I want to hear the Ashton Hall effect. Not that one. The other one. Let's go. It's It's Friday, but we still got energy. We're not We're not slacking off here. Next time I'm going to have a a suit. I'll go buy one. I'll go buy Please bring it on. Bring it on. Suits are are You should have one for every day of the week.
Yes. Yes. Yes. I got to go to New York in a couple weeks, I think. Uh I got to go first by Taylor. We got a suit guy for you. Yeah. Yeah. We'll introduce you. Anyway, uh break down the news and then we'll we'll start talking about uh the business. Yeah. So, great being on. Uh this week we launched TLMs.
So, uh, it's a family of language models called task specific language models. Y, they're small, lightweight models that are really fast and they're built for AI developers. So, being task specific really means that we're more accurate on enterprise tasks than large models like OpenAI or Gemini.
And and they cost a fraction to train. So, we spent less than 100K on GPUs to train our models. Uh, but we're beating industry benchmarks for for enterprise tasks. Okay. So, are you fine-tuning open-source models? Are you ripping apart a mixture of experts model to just have a smaller set of weights? Give me the scope.
I've seen the GPT 3. 5 circles like this and the GPT4 circles huge. How big is your circle? I guess. So, we're not fine-tuning or distilling any open-source transformer-based models. Uh, what we're doing is very different. We took a different approach from the large labs.
Uh we've built a new architecture that maintains high accuracy even with very low parameter count. So we're not fully revealing exactly how many parameters, but all of our models are far below a billion parameters. Oh wow. Our accur our architecture actually gets more accurate as the task becomes well defined.
So they're not generalist models. You cannot ask them to do anything, but they're extremely performant for the tasks that we built them for. Okay. Talk about the data sources. I imagine that if you're doing summarization, you need a whole bunch of examples of that to train on. Text to JSON.
Probably need some text and some JSON. A lot of stuff's out there on the web. Are you scraping? Are you crawling? Are you buying data? Are you using uh open source data sets? Where's the data coming from? Yeah, really all of the above.
I think there's a big debate out there in academia as to whether synthetic data or real world data leads to a more accurate model. We've definitely been using a blend of all the above. But the first models that we're rolling out and you you nailed them perfectly.
We have models for developers doing text to JSON, text to SQL. We have an agentic function calling model that we're putting out. I know you guys talk quite a lot about agents and yeah, an agent that can book a flight for me or can book a hotel for me.
So, we have a very lightweight model that inferences in milliseconds that can basically take what the user wants and call an API. So very much developer focused. We've got models that can parse documents, redact private uh identifiable information from documents, which is huge for banks, insurance companies.

Data items

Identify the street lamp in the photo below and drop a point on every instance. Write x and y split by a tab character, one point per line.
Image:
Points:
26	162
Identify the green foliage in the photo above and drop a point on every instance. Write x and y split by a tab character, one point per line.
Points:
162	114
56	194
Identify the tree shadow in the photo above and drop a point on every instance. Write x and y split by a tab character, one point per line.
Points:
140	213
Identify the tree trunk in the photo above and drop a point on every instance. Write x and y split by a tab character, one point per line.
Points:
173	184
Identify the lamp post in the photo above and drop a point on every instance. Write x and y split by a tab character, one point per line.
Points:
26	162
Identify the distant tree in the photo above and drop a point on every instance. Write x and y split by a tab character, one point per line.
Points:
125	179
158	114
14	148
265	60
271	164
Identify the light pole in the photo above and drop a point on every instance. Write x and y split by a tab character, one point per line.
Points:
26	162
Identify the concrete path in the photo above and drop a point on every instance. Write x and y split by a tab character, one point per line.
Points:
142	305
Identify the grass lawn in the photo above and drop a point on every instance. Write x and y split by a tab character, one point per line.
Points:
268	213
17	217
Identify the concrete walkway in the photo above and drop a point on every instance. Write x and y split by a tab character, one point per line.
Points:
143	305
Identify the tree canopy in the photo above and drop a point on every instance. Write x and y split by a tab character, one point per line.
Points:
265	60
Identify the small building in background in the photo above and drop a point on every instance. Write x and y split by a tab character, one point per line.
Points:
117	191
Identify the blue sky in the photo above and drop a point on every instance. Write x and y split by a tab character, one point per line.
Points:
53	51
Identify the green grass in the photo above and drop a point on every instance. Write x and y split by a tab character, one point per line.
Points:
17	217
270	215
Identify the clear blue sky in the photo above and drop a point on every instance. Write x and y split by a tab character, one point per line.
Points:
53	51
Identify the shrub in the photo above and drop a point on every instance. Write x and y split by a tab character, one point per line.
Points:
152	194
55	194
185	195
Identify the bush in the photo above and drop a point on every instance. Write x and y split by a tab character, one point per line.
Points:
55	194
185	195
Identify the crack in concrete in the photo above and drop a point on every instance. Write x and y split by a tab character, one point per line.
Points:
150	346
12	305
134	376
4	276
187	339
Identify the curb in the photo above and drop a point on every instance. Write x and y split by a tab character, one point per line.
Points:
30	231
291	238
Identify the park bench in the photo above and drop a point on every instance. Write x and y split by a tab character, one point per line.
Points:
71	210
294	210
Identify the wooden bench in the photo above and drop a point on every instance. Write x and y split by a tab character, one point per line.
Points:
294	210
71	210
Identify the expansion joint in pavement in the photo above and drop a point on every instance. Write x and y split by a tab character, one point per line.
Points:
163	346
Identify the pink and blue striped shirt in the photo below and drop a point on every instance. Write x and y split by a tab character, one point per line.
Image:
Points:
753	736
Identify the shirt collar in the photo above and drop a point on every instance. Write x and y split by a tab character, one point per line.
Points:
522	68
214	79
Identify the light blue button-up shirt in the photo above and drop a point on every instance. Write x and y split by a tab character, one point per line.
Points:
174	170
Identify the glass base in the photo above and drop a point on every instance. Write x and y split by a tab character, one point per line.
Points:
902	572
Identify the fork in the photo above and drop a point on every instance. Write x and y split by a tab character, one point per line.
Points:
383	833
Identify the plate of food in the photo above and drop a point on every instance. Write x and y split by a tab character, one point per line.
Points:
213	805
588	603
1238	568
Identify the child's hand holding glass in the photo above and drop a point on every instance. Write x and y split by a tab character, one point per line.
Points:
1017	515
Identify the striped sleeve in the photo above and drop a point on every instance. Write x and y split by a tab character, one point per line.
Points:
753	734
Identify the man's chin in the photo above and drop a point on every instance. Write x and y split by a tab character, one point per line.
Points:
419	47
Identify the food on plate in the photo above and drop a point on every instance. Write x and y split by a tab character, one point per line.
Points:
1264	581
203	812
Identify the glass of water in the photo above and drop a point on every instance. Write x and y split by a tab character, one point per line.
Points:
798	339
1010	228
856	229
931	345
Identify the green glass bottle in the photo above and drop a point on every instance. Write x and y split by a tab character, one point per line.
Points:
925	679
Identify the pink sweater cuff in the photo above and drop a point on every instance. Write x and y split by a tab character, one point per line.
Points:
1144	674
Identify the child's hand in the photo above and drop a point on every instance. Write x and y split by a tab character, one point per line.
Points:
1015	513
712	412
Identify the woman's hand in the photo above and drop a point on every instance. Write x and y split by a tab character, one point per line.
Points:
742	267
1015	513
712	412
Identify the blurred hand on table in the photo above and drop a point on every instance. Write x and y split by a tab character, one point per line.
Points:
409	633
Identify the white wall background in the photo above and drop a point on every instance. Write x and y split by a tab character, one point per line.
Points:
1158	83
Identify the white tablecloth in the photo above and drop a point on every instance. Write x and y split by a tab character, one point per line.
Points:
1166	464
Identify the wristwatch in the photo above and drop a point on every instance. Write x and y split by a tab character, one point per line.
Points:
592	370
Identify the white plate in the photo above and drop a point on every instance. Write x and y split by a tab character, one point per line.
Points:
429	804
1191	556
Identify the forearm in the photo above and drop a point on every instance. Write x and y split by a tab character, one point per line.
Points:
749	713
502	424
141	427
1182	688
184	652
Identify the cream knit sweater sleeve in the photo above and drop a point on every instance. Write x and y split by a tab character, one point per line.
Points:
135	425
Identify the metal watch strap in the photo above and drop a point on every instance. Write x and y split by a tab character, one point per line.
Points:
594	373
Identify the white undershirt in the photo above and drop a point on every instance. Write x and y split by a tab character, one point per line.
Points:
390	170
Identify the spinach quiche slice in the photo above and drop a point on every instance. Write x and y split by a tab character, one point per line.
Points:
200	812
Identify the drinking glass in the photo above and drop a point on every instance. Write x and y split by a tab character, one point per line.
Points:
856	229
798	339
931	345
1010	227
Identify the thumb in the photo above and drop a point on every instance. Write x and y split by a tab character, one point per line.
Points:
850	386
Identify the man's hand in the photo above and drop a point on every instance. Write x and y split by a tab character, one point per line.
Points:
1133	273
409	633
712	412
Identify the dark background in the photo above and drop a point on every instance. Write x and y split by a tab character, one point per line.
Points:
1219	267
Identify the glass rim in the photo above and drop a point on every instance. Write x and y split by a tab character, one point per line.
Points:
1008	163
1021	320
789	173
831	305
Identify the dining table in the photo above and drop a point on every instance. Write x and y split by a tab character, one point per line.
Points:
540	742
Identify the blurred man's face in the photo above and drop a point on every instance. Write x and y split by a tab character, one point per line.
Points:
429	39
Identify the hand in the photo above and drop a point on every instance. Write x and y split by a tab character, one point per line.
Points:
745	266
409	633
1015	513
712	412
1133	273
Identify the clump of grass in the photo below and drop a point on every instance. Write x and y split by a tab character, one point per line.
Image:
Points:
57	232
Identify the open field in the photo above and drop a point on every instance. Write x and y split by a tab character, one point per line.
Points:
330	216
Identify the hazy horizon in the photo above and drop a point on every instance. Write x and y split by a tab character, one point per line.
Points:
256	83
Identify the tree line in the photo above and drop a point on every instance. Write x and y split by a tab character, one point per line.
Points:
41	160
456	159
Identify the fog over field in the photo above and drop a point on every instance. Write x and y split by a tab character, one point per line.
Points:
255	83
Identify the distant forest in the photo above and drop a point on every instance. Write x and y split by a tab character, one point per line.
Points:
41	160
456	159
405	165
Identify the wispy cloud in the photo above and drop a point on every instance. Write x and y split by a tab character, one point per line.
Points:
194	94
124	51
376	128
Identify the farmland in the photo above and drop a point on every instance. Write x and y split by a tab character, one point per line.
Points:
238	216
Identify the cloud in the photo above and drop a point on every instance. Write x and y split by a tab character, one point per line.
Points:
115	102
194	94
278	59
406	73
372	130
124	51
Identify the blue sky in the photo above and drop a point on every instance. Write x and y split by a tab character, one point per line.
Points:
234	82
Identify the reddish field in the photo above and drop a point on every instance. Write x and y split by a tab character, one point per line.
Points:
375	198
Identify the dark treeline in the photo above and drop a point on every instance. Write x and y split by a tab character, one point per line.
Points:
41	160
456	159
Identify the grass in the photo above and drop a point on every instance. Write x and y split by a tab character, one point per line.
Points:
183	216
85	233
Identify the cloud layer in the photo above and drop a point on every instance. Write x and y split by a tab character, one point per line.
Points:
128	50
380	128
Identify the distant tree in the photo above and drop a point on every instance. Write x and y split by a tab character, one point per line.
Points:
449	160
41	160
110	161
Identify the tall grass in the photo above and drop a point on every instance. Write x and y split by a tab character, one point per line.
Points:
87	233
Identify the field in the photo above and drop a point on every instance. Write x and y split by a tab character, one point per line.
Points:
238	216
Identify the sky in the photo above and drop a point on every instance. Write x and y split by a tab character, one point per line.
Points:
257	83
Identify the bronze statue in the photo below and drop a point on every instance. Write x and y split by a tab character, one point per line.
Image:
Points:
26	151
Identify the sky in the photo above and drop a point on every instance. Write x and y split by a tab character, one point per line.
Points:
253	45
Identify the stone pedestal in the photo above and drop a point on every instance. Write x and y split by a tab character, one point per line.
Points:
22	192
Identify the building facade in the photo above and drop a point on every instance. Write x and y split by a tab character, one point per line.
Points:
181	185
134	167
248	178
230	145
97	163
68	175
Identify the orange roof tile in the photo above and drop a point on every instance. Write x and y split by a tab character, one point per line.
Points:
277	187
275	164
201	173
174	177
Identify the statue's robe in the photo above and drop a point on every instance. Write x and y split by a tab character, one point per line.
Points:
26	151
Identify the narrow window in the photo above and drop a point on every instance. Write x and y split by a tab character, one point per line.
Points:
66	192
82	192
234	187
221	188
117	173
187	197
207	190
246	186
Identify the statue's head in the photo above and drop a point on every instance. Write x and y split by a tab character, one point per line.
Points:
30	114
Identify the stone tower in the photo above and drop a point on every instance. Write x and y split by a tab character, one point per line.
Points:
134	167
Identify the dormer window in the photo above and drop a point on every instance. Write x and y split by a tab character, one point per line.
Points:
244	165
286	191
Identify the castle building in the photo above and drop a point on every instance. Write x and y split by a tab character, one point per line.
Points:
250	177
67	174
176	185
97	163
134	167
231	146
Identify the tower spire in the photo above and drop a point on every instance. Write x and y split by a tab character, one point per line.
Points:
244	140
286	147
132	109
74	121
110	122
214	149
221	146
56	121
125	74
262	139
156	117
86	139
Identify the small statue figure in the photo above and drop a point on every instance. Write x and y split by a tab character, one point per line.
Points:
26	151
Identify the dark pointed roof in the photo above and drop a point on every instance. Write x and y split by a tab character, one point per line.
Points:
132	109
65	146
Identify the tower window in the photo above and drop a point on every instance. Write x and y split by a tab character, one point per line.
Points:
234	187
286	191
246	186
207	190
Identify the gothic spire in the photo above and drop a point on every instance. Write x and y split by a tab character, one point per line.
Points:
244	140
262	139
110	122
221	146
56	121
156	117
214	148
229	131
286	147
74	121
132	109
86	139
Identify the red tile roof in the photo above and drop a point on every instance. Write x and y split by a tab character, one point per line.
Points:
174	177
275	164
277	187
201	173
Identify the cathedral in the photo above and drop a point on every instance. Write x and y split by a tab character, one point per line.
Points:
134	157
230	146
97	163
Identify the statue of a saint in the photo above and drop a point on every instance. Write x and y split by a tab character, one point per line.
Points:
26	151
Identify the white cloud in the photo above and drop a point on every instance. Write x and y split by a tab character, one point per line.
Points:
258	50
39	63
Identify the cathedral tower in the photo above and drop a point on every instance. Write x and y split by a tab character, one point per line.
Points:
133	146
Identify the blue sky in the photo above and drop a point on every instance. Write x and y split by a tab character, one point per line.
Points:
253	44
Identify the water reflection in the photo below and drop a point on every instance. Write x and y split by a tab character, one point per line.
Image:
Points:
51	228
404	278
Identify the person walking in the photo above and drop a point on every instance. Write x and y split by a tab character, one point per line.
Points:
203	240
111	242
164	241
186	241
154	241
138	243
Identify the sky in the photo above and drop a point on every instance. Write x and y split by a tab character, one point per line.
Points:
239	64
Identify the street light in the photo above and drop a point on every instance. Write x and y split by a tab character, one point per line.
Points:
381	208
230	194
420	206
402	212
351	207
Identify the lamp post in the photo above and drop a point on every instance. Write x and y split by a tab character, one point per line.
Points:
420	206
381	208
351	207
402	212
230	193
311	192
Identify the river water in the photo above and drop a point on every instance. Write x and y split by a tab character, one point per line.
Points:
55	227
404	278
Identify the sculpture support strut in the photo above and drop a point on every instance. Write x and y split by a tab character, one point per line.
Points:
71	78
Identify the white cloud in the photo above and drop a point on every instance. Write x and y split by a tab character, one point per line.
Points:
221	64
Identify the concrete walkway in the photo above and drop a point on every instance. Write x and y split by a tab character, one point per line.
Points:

Problems to work on =>
- a) According to the interview transcript, how much was spent on GPUs to train the models?
- b) In the interview transcript, take the part that opens with the words "Uh we've built" and closes with "of the above.", and write it out again with "generalist" replaced by "general-purpose".

Numbered responses =>
- a) Less than 100K.

- b)
Uh we've built a new architecture that maintains high accuracy even with very low parameter count. So we're not fully revealing exactly how many parameters, but all of our models are far below a billion parameters. Oh wow. Our accur our architecture actually gets more accurate as the task becomes well defined.
So they're not general-purpose models. You cannot ask them to do anything, but they're extremely performant for the tasks that we built them for. Okay. Talk about the data sources. I imagine that if you're doing summarization, you need a whole bunch of examples of that to train on. Text to JSON.
Probably need some text and some JSON. A lot of stuff's out there on the web. Are you scraping? Are you crawling? Are you buying data? Are you using uh open source data sets? Where's the data coming from? Yeah, really all of the above.